**ENUNCIADO**
Reproduce literalmente un fragmento del texto sobre el proceso histórico que figura más abajo. Comienza en las palabras que incluyen "De una manera" y termina después de "de nuestras creencias.".

**TEXTO PROPORCIONADO**
◆ ◆ ◆

De una manera abstracta, es posible afirmar que el proceso histórico al que me refiero es el constante movimiento de la historia que se impone ante nosotros a pesar de que emana de nuestras propias acciones.

Sin embargo, ese proceso tiene el problema de no pasar de ser eso: un proceso. Esto quiere decir que el proceso histórico –a pesar de depender de nosotros para ser posible – posee una naturaleza indeterminada, es decir que nunca podemos saber con precisión cuáles pueden ser los aspectos positivos o negativos de aquello que lo mueve, de nuestras acciones. En este sentido, cada vez que actuamos a favor o de la guerra o de la paz, lo hacemos con cálculos imprecisos hacia el futuro que nos llevan a arriesgar la precisión de nuestro pensamiento y de nuestras creencias.

◆ ◆ ◆

**MUESTRA DE REGISTROS**
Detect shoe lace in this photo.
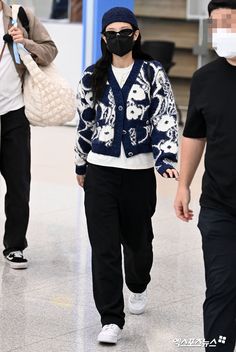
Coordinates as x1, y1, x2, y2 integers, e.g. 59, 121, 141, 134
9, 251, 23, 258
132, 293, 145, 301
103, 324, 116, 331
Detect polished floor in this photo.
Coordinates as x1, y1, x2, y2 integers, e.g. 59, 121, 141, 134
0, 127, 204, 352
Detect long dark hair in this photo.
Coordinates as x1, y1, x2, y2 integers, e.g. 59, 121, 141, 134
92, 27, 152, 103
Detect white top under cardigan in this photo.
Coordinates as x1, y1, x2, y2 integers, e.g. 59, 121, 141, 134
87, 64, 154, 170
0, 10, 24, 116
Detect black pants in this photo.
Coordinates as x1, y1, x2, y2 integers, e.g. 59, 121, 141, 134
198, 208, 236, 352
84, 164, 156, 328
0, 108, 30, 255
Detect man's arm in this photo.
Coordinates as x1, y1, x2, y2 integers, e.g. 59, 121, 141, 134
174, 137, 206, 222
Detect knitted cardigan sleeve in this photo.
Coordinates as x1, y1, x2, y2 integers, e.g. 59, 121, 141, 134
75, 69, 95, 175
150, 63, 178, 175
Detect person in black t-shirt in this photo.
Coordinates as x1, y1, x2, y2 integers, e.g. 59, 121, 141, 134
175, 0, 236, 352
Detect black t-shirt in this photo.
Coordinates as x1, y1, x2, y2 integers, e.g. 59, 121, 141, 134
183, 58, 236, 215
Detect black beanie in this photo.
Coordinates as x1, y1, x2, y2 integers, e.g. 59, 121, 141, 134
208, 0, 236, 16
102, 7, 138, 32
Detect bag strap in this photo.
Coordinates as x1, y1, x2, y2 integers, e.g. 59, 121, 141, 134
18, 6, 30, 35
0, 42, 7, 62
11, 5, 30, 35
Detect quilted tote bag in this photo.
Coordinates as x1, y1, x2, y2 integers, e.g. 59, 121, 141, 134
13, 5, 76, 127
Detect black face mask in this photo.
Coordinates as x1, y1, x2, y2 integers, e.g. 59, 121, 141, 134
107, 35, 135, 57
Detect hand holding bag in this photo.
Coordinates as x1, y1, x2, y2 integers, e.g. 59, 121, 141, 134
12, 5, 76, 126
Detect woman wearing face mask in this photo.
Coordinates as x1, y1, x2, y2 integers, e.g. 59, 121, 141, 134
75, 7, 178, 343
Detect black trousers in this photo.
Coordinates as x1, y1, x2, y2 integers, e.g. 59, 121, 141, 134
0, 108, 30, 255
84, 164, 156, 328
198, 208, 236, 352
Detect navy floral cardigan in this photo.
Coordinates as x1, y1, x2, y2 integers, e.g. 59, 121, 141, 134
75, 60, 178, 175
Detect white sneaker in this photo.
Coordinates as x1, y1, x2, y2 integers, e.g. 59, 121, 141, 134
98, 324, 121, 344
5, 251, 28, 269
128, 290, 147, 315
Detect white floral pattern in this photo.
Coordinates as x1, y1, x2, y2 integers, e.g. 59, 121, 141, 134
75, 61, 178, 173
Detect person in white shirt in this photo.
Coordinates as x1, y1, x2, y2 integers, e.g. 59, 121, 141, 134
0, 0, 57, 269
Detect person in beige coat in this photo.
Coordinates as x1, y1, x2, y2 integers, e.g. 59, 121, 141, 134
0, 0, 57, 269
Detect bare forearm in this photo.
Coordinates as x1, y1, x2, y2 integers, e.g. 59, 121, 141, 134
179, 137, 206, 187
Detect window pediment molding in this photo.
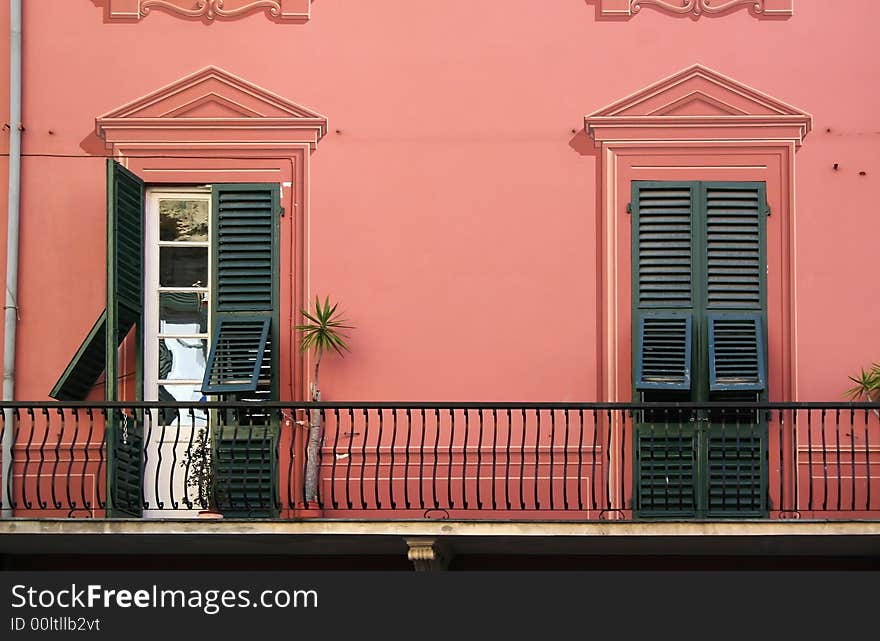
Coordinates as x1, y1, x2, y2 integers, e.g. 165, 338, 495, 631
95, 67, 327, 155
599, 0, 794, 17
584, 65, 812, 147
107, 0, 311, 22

◆ ◆ ◆

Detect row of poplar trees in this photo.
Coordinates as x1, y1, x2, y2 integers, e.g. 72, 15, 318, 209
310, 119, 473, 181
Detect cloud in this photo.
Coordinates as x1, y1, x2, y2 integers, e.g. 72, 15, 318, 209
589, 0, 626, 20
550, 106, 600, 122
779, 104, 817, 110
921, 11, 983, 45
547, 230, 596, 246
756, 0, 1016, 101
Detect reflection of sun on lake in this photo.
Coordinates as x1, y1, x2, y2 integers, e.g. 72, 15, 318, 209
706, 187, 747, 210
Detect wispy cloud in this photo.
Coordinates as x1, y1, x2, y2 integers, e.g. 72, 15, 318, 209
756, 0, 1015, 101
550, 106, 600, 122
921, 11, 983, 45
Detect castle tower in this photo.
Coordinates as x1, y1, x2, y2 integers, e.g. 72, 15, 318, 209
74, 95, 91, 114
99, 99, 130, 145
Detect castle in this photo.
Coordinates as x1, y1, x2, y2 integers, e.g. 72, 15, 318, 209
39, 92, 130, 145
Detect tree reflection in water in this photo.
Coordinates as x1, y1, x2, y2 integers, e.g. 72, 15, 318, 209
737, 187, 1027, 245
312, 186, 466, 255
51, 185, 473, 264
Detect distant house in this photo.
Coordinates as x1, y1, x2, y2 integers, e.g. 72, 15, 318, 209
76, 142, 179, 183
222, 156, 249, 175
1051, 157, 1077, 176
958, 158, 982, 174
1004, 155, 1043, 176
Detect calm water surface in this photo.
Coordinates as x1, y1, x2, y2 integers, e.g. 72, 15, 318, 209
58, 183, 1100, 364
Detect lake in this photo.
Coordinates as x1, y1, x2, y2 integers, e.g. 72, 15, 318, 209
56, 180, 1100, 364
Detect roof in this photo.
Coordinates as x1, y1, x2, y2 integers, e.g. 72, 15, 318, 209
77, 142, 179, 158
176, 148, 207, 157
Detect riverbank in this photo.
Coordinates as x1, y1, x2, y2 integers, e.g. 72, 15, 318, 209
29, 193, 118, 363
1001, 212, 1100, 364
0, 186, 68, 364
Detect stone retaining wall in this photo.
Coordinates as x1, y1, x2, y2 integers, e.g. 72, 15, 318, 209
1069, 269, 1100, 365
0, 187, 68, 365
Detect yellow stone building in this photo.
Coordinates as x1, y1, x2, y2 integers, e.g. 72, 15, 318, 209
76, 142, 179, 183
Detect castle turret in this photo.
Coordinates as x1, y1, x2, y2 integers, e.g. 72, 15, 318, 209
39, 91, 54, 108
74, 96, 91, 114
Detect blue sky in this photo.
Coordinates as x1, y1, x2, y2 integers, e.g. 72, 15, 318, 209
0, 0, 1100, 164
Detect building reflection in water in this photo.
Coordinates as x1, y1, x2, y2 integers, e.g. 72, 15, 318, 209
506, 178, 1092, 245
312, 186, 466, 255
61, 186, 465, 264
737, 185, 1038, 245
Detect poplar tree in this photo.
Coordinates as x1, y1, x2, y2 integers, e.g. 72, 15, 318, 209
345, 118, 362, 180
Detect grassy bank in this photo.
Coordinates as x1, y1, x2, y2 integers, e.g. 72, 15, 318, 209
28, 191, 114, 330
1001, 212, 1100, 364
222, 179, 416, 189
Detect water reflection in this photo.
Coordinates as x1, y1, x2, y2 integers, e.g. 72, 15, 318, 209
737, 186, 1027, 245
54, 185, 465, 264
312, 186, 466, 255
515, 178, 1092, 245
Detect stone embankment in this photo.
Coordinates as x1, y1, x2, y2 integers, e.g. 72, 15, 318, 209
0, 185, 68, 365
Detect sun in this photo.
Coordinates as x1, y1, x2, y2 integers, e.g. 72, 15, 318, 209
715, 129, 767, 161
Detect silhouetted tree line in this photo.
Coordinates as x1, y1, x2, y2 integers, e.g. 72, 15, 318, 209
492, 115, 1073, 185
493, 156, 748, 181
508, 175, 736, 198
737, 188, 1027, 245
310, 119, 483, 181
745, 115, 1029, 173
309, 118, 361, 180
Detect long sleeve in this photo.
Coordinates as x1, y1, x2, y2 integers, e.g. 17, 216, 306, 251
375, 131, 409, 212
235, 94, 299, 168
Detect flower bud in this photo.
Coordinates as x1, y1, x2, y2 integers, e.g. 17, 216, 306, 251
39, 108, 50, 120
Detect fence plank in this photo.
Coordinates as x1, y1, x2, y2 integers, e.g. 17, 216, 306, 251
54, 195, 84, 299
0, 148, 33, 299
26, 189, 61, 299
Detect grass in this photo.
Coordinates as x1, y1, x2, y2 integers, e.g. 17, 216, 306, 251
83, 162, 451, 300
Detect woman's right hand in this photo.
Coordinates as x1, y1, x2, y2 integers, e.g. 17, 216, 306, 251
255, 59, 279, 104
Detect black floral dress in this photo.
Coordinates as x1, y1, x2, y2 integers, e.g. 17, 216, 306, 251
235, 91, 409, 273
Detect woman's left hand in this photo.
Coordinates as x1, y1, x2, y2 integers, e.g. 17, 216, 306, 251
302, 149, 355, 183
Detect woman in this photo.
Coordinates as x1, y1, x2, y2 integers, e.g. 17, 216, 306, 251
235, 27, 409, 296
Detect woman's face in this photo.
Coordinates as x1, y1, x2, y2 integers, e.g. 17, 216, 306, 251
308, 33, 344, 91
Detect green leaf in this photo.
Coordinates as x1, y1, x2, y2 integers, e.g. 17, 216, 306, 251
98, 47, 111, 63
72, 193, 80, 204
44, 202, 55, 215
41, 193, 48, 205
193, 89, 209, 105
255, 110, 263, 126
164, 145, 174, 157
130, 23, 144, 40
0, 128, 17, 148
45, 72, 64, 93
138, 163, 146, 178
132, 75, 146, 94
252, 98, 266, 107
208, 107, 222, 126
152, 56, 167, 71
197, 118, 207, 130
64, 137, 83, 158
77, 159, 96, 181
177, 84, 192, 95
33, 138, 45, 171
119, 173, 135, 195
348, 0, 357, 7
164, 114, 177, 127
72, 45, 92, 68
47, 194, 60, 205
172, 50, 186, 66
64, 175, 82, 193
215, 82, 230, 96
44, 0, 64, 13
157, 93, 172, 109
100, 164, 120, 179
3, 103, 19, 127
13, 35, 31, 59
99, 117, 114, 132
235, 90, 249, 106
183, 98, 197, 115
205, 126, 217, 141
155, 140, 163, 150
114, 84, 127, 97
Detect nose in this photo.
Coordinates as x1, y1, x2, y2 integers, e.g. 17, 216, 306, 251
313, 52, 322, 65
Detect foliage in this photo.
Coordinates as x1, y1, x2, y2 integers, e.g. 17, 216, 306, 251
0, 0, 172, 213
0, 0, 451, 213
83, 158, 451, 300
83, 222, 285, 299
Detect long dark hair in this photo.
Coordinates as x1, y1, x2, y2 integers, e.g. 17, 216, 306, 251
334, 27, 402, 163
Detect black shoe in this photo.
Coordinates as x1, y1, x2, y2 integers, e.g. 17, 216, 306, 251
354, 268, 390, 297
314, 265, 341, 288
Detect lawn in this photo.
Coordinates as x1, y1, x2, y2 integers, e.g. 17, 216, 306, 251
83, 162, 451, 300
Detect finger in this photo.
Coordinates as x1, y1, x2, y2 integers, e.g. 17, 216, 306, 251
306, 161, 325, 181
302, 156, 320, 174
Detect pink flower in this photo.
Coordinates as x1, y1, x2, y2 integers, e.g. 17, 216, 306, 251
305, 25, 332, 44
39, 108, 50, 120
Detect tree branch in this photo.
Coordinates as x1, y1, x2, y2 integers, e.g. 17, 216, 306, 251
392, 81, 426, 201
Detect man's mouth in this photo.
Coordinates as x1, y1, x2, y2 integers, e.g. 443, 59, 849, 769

◆ ◆ ◆

**RESPUESTA**
De una manera abstracta, es posible afirmar que el proceso histórico al que me refiero es el constante movimiento de la historia que se impone ante nosotros a pesar de que emana de nuestras propias acciones.

Sin embargo, ese proceso tiene el problema de no pasar de ser eso: un proceso. Esto quiere decir que el proceso histórico –a pesar de depender de nosotros para ser posible – posee una naturaleza indeterminada, es decir que nunca podemos saber con precisión cuáles pueden ser los aspectos positivos o negativos de aquello que lo mueve, de nuestras acciones. En este sentido, cada vez que actuamos a favor o de la guerra o de la paz, lo hacemos con cálculos imprecisos hacia el futuro que nos llevan a arriesgar la precisión de nuestro pensamiento y de nuestras creencias.